__What the task asks__:
Rewrite these lines with every "noun phrase" swapped for "short description" and everything else left the same. Omit the pictures.

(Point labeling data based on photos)
· · · ·

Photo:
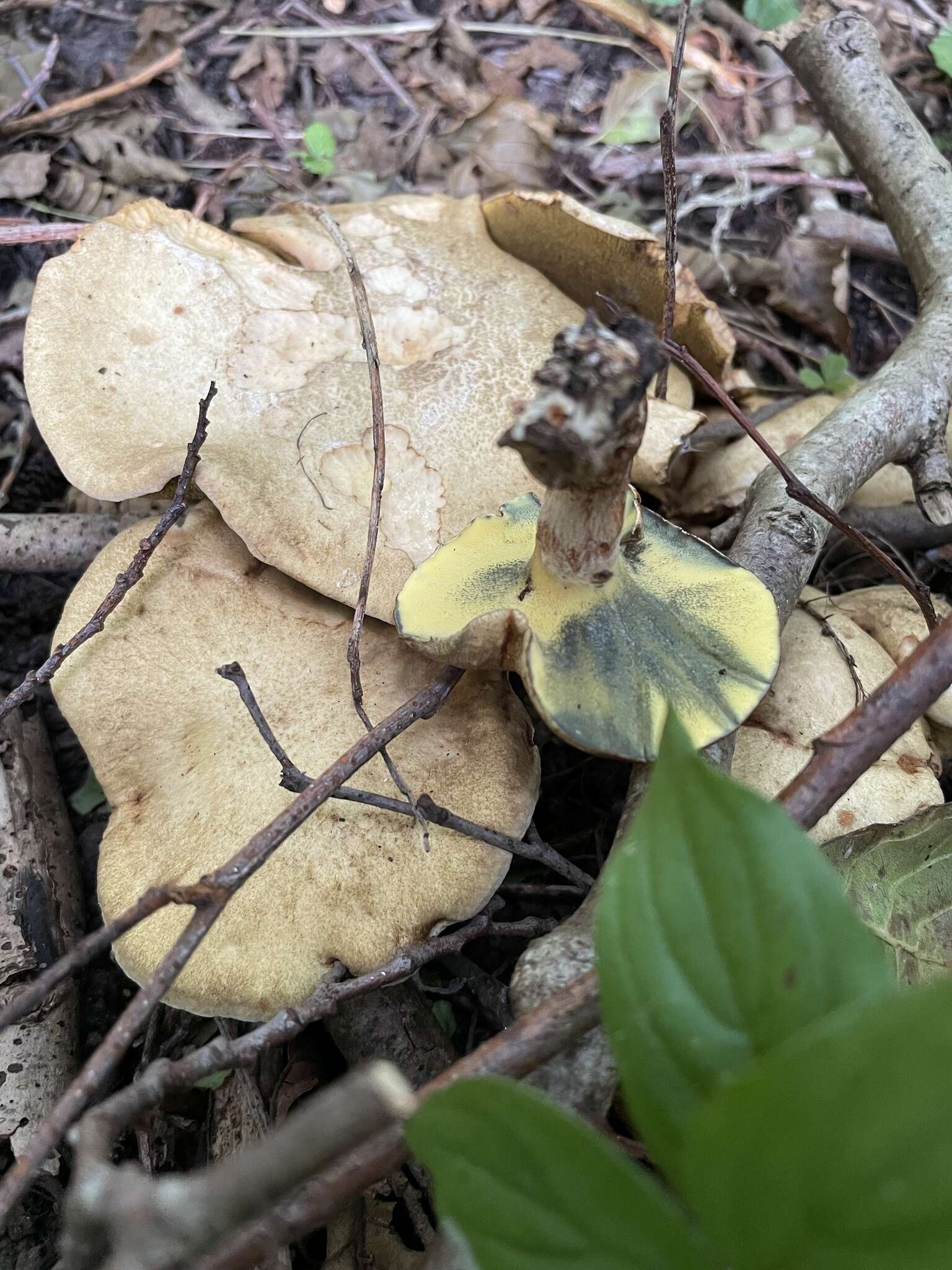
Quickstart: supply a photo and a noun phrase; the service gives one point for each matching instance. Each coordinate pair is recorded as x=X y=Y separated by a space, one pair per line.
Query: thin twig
x=35 y=84
x=669 y=133
x=798 y=491
x=843 y=753
x=531 y=1041
x=128 y=577
x=296 y=780
x=32 y=231
x=99 y=94
x=17 y=460
x=221 y=1054
x=209 y=897
x=368 y=337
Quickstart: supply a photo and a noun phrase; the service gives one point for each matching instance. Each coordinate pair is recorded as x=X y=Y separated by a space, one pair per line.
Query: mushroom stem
x=579 y=435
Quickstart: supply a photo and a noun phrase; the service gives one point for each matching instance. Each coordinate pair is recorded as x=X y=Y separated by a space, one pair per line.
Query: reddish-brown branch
x=799 y=492
x=368 y=337
x=211 y=894
x=669 y=134
x=127 y=579
x=842 y=755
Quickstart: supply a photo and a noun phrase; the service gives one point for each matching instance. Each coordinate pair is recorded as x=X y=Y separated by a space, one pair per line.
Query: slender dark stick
x=669 y=134
x=127 y=579
x=842 y=755
x=211 y=894
x=799 y=492
x=296 y=780
x=161 y=1080
x=368 y=337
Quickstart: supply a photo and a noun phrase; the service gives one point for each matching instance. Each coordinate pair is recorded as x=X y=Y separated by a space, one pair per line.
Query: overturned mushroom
x=149 y=305
x=828 y=664
x=610 y=614
x=190 y=780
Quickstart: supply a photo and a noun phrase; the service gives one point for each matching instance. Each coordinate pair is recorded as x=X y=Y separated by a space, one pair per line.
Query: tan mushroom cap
x=190 y=780
x=720 y=481
x=896 y=623
x=813 y=691
x=128 y=328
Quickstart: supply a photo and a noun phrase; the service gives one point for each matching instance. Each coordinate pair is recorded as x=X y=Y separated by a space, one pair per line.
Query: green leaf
x=834 y=1152
x=769 y=14
x=720 y=933
x=811 y=380
x=532 y=1186
x=899 y=879
x=215 y=1081
x=89 y=796
x=941 y=50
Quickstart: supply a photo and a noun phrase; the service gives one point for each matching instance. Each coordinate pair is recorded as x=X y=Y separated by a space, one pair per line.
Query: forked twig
x=127 y=579
x=368 y=337
x=799 y=492
x=296 y=780
x=209 y=895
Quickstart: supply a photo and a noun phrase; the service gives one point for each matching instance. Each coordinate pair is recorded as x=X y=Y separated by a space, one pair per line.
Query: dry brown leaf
x=23 y=173
x=507 y=145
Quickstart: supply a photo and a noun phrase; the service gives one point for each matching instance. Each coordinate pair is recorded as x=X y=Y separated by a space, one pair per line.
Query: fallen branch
x=127 y=579
x=800 y=493
x=98 y=94
x=122 y=1220
x=295 y=780
x=208 y=897
x=368 y=337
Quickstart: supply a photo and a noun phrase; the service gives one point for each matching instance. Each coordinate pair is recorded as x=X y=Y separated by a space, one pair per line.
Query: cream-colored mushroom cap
x=133 y=323
x=813 y=690
x=896 y=623
x=190 y=780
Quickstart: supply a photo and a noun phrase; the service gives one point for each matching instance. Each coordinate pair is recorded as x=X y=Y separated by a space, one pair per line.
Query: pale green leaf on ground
x=834 y=1152
x=899 y=879
x=532 y=1186
x=941 y=50
x=720 y=933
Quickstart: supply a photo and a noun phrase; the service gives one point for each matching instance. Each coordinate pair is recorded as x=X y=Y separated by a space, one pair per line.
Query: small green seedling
x=832 y=378
x=320 y=148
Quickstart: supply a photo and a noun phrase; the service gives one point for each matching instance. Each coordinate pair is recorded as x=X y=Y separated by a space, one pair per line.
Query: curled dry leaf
x=821 y=680
x=190 y=780
x=131 y=324
x=901 y=879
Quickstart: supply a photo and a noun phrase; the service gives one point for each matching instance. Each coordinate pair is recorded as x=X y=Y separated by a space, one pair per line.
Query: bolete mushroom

· · · ·

__Written response__:
Photo:
Quickstart: supply a photo and a short description; the service gives one point for each matching instance. Each coordinate pair is recorded as x=X y=Y separated by a space, one pair per line.
Query: thin twig
x=35 y=84
x=669 y=133
x=798 y=491
x=843 y=753
x=531 y=1041
x=128 y=577
x=296 y=780
x=32 y=231
x=99 y=94
x=17 y=460
x=221 y=1054
x=209 y=897
x=368 y=337
Quickstart: supply a photo and a short description; the service gives one point for each matching instance. Each coordinate pair is recorded as x=X y=Y separated by a space, one pair per line.
Query: mushroom stem
x=579 y=435
Quickstart: supply a photo and a short description; the service gives one point for each matching instance. Each coordinate pair is recorded as x=X y=Y separated by a space, one pair per line.
Query: reddish-brown branch
x=799 y=492
x=368 y=337
x=211 y=894
x=669 y=134
x=127 y=579
x=842 y=755
Quickstart: supply a photo and a short description; the service gives one point for each matching instance. Each coordinate pair is recorded as x=X y=Y separated by a space, one pair per line.
Query: slender dark stick
x=669 y=134
x=127 y=579
x=842 y=755
x=211 y=894
x=799 y=492
x=296 y=780
x=161 y=1080
x=368 y=337
Quickstart: supply a photo and a short description; the service gives one point for each matching instance. Each coordinate pair is recorded as x=X y=Y separated by a space, one pair per line.
Query: overturned mushroom
x=149 y=305
x=828 y=664
x=610 y=614
x=190 y=780
Quickstart: supply a photo and a short description; the service gives one point for each matching instance. Each coordinate pair is recorded as x=X y=Y separated by a space, one pair per line.
Query: tan mushroom cap
x=190 y=780
x=720 y=481
x=896 y=623
x=813 y=691
x=128 y=328
Quickstart: supply a photo and a short description; the service gives one point for each matching instance. Each coordinate pair is recorded as x=X y=Y separated by a space, one pair per line.
Query: green leaf
x=834 y=1152
x=769 y=14
x=720 y=933
x=811 y=380
x=532 y=1186
x=899 y=879
x=215 y=1081
x=89 y=796
x=941 y=50
Quickstart: supply a photo and a short description; the service gives one point for each matching instance. Each coordinate pair is recorded as x=X y=Y separated by a space, one pair per line.
Query: forked twig
x=127 y=579
x=368 y=337
x=799 y=492
x=296 y=780
x=209 y=895
Quickstart: supply a photo and a short description; the service gives one point for each matching instance. Each coordinate pair is recorded as x=X y=Y separated by a space, one pair per line.
Query: dry brown leaf
x=23 y=173
x=507 y=145
Quickstart: supply a photo and a short description; the service gives one point for each matching instance. Each coordinate pair is recorded as x=X y=Y separated by a space, one pair per line.
Query: fallen branch
x=127 y=579
x=800 y=493
x=98 y=94
x=122 y=1220
x=295 y=780
x=208 y=897
x=368 y=337
Quickstart: supply a photo and a short description; the service gives one point for each matching instance. Each coordinate pair is recorded as x=X y=Y separated by a space, one pair per line.
Query: cream-colored mushroom cap
x=133 y=323
x=813 y=690
x=896 y=623
x=190 y=780
Quickstart: supply a photo and a short description; the service gives one point for each matching instance. Each coordinate pair is recorded as x=X y=Y separated by a space, one pair per line.
Query: pale green leaf on ground
x=834 y=1152
x=899 y=879
x=532 y=1186
x=941 y=50
x=720 y=933
Quickstart: supply a photo and a short description; the service gives one point for each matching instance. Each coordinate pair is recorded as x=X y=Y separated by a space, one pair per line.
Query: small green seedling
x=832 y=378
x=320 y=148
Quickstart: supply a photo and a short description; the service gives one point for each matching instance. Each coordinate pair is recorded as x=X y=Y separated by a space, one pair per line.
Query: curled dry leaf
x=821 y=680
x=190 y=780
x=131 y=324
x=901 y=879
Quickstart: supply a photo and a short description; the service gives one point for each matching instance. Each coordinate pair is recorded as x=X y=Y separated by a space, one pair per line.
Query: bolete mushroom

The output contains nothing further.